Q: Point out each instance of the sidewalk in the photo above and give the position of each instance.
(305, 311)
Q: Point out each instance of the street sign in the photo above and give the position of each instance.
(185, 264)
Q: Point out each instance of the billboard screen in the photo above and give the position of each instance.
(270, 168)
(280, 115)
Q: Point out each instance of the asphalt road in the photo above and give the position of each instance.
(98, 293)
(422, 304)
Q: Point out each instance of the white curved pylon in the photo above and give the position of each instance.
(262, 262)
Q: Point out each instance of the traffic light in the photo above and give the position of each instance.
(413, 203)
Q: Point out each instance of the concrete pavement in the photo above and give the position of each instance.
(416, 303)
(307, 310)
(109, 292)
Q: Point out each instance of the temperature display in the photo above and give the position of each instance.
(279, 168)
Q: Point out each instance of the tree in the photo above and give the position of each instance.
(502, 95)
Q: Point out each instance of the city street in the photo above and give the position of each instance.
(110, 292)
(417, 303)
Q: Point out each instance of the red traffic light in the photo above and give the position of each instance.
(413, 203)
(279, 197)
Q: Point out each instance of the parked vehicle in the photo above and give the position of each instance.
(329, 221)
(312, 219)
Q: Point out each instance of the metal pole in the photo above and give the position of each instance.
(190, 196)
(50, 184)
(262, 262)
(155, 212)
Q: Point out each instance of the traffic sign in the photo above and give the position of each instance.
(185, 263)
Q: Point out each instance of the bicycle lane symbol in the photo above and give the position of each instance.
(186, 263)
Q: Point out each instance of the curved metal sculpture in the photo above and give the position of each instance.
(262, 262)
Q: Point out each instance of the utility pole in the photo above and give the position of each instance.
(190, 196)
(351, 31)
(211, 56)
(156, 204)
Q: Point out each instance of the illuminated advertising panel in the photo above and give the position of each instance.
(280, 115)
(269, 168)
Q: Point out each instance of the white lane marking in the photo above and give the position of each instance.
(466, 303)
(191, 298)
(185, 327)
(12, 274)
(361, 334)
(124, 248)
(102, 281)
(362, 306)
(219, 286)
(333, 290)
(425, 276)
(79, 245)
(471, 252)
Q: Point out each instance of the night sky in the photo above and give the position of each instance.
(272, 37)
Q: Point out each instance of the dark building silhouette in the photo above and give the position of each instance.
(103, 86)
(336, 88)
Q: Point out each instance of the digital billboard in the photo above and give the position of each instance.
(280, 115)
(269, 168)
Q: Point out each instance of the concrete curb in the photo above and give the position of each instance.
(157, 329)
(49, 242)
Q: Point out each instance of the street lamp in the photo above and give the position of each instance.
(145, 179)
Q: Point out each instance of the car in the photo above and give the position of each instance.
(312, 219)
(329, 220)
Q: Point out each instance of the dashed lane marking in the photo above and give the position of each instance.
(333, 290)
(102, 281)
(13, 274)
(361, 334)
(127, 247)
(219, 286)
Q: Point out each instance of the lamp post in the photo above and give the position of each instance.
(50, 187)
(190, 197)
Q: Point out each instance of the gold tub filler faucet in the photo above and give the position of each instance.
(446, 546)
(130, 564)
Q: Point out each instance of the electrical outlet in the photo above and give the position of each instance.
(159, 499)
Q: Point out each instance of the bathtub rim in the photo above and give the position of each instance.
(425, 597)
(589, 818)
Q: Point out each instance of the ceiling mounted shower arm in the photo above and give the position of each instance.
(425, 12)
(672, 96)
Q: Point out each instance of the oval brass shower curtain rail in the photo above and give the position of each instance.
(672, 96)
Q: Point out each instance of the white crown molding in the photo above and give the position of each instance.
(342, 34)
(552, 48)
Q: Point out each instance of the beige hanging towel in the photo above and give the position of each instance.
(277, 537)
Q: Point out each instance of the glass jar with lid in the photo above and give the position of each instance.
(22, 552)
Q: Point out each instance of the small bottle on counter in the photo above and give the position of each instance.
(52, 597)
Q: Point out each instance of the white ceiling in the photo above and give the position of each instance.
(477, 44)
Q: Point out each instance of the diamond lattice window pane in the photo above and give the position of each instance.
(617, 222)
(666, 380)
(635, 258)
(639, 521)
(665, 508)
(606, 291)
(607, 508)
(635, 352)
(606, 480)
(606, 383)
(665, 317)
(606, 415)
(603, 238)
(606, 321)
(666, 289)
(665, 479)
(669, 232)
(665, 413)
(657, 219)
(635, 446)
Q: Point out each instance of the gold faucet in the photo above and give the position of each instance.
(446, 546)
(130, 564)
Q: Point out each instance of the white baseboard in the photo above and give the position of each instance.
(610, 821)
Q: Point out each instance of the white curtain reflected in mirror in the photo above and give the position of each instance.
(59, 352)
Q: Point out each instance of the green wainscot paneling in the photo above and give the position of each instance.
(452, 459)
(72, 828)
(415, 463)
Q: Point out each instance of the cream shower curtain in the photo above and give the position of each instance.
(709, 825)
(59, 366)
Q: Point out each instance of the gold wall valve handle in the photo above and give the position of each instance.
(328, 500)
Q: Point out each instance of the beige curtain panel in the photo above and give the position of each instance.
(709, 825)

Prompt - Copy out every record exactly.

Worked solution -
Q: Point out each instance of the sidewalk in the photo above and give the position of each instance.
(305, 311)
Q: Point out each instance of the street sign in the photo above and give the position of each instance.
(185, 264)
Q: Point out each instance of the billboard screen in the photo above and give the position of each instance.
(270, 168)
(280, 115)
Q: Point out each instance of the asphalt road in the photo above and give the position of each instance.
(98, 293)
(422, 304)
Q: Point out each instance of the white curved pylon in the photo above and give the position of each instance.
(262, 262)
Q: Point out each instance of the traffic light in the photo above and give the position of each instance.
(413, 203)
Q: Point out each instance of the concrete pavement in the photo above and give the position of each instance.
(416, 303)
(307, 310)
(109, 292)
Q: Point out each instance of the temperature display in the photo above and give the position of each instance.
(279, 168)
Q: Point out each instance of the tree in the photo above and give the position of each instance.
(502, 95)
Q: Point out each instance of the city street in the photo above and give the position of each instance.
(110, 292)
(417, 303)
Q: Point out each instance of the red traffic light in the photo above and give the position of each instance.
(413, 203)
(279, 197)
Q: Point out each instance of the parked vehicle in the photo above and give the position of each instance.
(329, 221)
(312, 219)
Q: Point out each instance of the metal pole in the photo above and give the position of each instance.
(190, 196)
(50, 184)
(262, 262)
(155, 212)
Q: Point out each instance of the traffic sign in the photo above and give the position of each instance.
(185, 263)
Q: Point out each instance of the bicycle lane symbol in the photo above and give the position of each instance.
(186, 263)
Q: Point out each instance of the curved metal sculpture in the photo above and give the position of each instance.
(262, 262)
Q: Point out each instance of the utility pole in the photo above and give the position of each instance.
(190, 196)
(351, 31)
(211, 56)
(156, 204)
Q: Point out each instance of the illuminated advertising panel in the photo above and give the position of each instance.
(280, 115)
(269, 168)
Q: Point out each instance of the white lane marking in the photo above and give the position of each instance.
(466, 303)
(191, 298)
(185, 327)
(12, 274)
(361, 334)
(124, 248)
(102, 281)
(362, 306)
(219, 286)
(333, 290)
(425, 276)
(79, 245)
(471, 252)
Q: Point out each instance of the night sky in the photo above and give the position of each instance.
(272, 37)
Q: Point out each instance of the dark building silhouette in the photo above and give the position of each instance.
(103, 86)
(336, 88)
Q: Point out each instance of the digital billboard in the photo above and give the position of each instance.
(280, 115)
(269, 168)
Q: Point out each instance of the concrete curb in the photo above and give the position of each instance.
(157, 329)
(49, 242)
Q: Point out each instance of the street lamp in the photo above and give the position of each instance.
(145, 179)
Q: Point out each instance of the car in the photo above and give the position of each instance.
(312, 219)
(329, 220)
Q: Point out each instance of the dashed lane marking in the photo above and give the position of each instance.
(333, 290)
(102, 281)
(13, 274)
(361, 334)
(127, 247)
(219, 286)
Q: Point out each instance of the lamp post in the photo above and give the position of each instance.
(50, 187)
(190, 197)
Q: Point out each instance of the gold tub filler faucet in the photo above and give the position of each instance.
(446, 546)
(130, 564)
Q: Point out each instance of the electrical outlet in the photo above and give the position of each instance.
(159, 499)
Q: Point out each instance of the bathtub rim in the photo above and give the position of each instance.
(425, 597)
(589, 818)
Q: Point out each instance of the ceiling mounted shower arm in the photo above and give the position of each instance.
(425, 12)
(672, 96)
Q: Point out each instance of the oval brass shower curtain rail in the photo above and give the position of each instance.
(672, 96)
Q: Point out each instance of the white crown molding in the photo above and give the position of each instance.
(342, 34)
(552, 48)
Q: Point out each instance of the beige hanging towel in the photo above and give the position of each instance.
(277, 537)
Q: Point out each instance of the glass jar with lid in the photo above and give the position of each instance.
(22, 552)
Q: Point out each instance of the small bottle on counter in the photo above and give the position of each instance.
(52, 597)
Q: Point out each instance of the white ceiling in the photo above and give the position of each instance.
(477, 44)
Q: Point out each instance of the diamond lattice window pane in the photo above and give the position of each instance.
(617, 222)
(666, 380)
(635, 258)
(639, 521)
(665, 508)
(606, 291)
(607, 508)
(635, 352)
(606, 480)
(606, 383)
(665, 317)
(606, 415)
(603, 238)
(606, 321)
(666, 289)
(665, 479)
(669, 232)
(665, 413)
(657, 219)
(635, 446)
Q: Point out each instance of the gold faucet in the photo above and give the position of each instance.
(446, 546)
(130, 564)
Q: Point out each instance of the white baseboard in the photo above and give the position of each instance.
(610, 821)
Q: Point out each instance of the white curtain reflected in mirror in the photo above and give the position of each instance.
(59, 352)
Q: Point out each instance of the green wainscot paneling in the photo above and give the position of each instance.
(452, 459)
(72, 828)
(415, 463)
Q: Point out each instance of the cream shower curtain in the photo above and give the position of each instance.
(709, 825)
(59, 366)
Q: Point out each instance of the gold wall valve handle in the photo above and give the position of each instance.
(328, 500)
Q: Point out each instance of the beige curtain panel in the photo above and give the position of each instance.
(709, 825)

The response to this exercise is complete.